> [Quoted passage]
%%
According to the Connective Tissue Disorder website, the link between gum sensitivity and menstruation is, in rare cases, associated with a more serious bleeding disorder. Von Willebrand disease is a genetic bleeding disorder that may be characterized by heavy menstrual bleeding, excessive bleeding after dental surgery and bleeding during tooth brushing. If your menstrual or gum bleeding seems excessive, talk to a doctor to rule out serious conditions.

Time Frame

While there is no "cure" for the fluctuations in your dental health during your period, you can avoid added discomfort by scheduling your dental surgery during a time outside your premenstrual or menstrual phases. Peterson advises paying attention to your body, since some women experience sensitivity just prior to their periods, while others are affected during menstruation. Talk to your dentist or oral surgeon about when to schedule surgery.


If your gum sensitivity, bleeding or herpes outbreaks become intolerable during or near menstruation, your dentist may advise you on prevention. A conscientious regimen of oral hygiene is essential, reports the American Dental Association. In addition, your dentist or physician may prescribe preventative topical or oral anti-herpes medications to prevent outbreaks. If you experience a type of ulcer called an aphthous ulcer or if your herpes sores are painful, your doctor or dentist may provide you with a topical painkiller.


There are many ways in which your dental health as a woman is unique and ever-changing. By paying attention to your body, you can work with your health care provider to find the best ways of maintaining your oral and dental health. According to Peterson on the Gentle Dental Care website, you should communicate freely with your dentist about any medications or hormones you may be taking.
%%
Saved entries
%%
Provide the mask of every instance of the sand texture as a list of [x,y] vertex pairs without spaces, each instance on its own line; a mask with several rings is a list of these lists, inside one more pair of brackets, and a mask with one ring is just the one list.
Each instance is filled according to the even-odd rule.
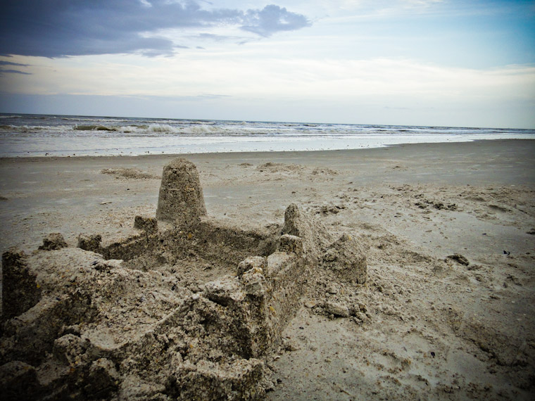
[[534,155],[1,159],[4,395],[531,400]]

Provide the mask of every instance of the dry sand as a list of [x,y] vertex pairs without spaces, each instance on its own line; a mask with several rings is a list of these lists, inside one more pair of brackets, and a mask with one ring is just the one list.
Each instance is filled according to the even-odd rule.
[[[365,248],[365,285],[310,283],[268,398],[533,399],[534,155],[520,140],[188,155],[208,215],[262,227],[296,203]],[[0,160],[1,251],[132,234],[173,158]],[[329,302],[360,313],[329,315]]]

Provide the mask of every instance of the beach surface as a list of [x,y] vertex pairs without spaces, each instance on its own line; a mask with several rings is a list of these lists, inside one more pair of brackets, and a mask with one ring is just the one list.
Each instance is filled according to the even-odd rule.
[[[365,250],[364,285],[317,274],[269,400],[531,400],[535,141],[191,154],[208,215],[281,224],[296,203]],[[0,159],[0,248],[112,241],[154,216],[174,155]],[[325,312],[356,302],[358,316]]]

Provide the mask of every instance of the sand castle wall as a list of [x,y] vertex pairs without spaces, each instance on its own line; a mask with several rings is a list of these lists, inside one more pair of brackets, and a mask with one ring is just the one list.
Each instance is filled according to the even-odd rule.
[[296,205],[270,230],[205,214],[196,170],[180,159],[138,235],[65,248],[56,234],[32,255],[4,253],[6,399],[262,399],[265,360],[314,270],[362,282],[365,257]]

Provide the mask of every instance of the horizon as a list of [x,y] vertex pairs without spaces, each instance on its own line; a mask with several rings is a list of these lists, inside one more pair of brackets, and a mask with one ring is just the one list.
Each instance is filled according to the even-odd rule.
[[44,114],[33,113],[4,113],[0,112],[0,115],[5,116],[56,116],[56,117],[82,117],[93,118],[125,118],[125,119],[137,119],[137,120],[174,120],[179,121],[215,121],[218,122],[267,122],[267,123],[284,123],[284,124],[317,124],[324,125],[362,125],[363,127],[422,127],[422,128],[461,128],[470,129],[519,129],[519,130],[535,130],[535,127],[529,128],[514,128],[511,127],[475,127],[475,126],[460,126],[460,125],[405,125],[403,124],[360,124],[353,122],[318,122],[318,121],[282,121],[282,120],[218,120],[209,118],[175,118],[172,117],[146,117],[146,116],[127,116],[127,115],[93,115],[89,114]]
[[0,19],[2,113],[535,128],[533,0],[20,0]]

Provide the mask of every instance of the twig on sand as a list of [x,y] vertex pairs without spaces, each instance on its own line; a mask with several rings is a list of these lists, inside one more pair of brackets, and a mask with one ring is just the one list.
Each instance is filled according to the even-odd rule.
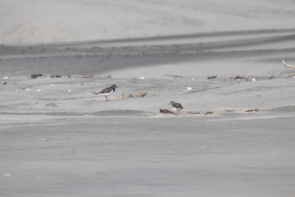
%%
> [Task list]
a) In the dental health passage, which organization reports that a conscientious oral hygiene regimen is essential?
b) Retype the dental health passage between "According to the" and "out serious conditions.", inclusive.

> [Solutions below]
a) The American Dental Association.

b)
According to the Connective Tissue Disorder website, the link between gum sensitivity and menstruation is, in rare cases, associated with a more serious bleeding disorder. Von Willebrand disease is a genetic bleeding disorder that may be characterized by heavy menstrual bleeding, excessive bleeding after dental surgery and bleeding during tooth brushing. If your menstrual or gum bleeding seems excessive, talk to a doctor to rule out serious conditions.